*Document segment*:
_ _ _ _

Comments (9)
Hello, I started looking into this and wanted to share my current though-process on possible approaches.
Calls to getColumnMask
Not including here calls from tests and calls from System/CatalogAccessControl
implementations that mostly just delegate (I didn't spend a lot of time on these, please correct me if there is more functionality to consider).
io.trino.sql.analyzer.StatementAnalyzer.Visitor#visitInsert
io.trino.sql.analyzer.StatementAnalyzer.Visitor#visitDelete
io.trino.sql.analyzer.StatementAnalyzer.Visitor#visitUpdate
io.trino.sql.analyzer.StatementAnalyzer.Visitor#visitMerge
io.trino.sql.analyzer.StatementAnalyzer.Visitor#visitTableExecute
io.trino.sql.analyzer.StatementAnalyzer.Visitor#analyzeFiltersAndMasks
All of these iterate over the columns in a table and call getColumMask
on each column.

_ _ _ _

*Brief 1*:
Duplicate the stretch of the column-mask comment from "Hello, I started" through "functionality to consider).".

(A run of records)

_ _ _ _

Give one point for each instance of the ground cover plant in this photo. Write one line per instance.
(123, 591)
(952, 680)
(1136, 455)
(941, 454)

_ _ _ _

*Brief 2*:
Set down every line of the listing above without any change.

*Worked answer 1*:
Hello, I started looking into this and wanted to share my current though-process on possible approaches.
Calls to getColumnMask
Not including here calls from tests and calls from System/CatalogAccessControl
implementations that mostly just delegate (I didn't spend a lot of time on these, please correct me if there is more functionality to consider).

*Worked answer 2*:
Give one point for each instance of the ground cover plant in this photo. Write one line per instance.
(123, 591)
(952, 680)
(1136, 455)
(941, 454)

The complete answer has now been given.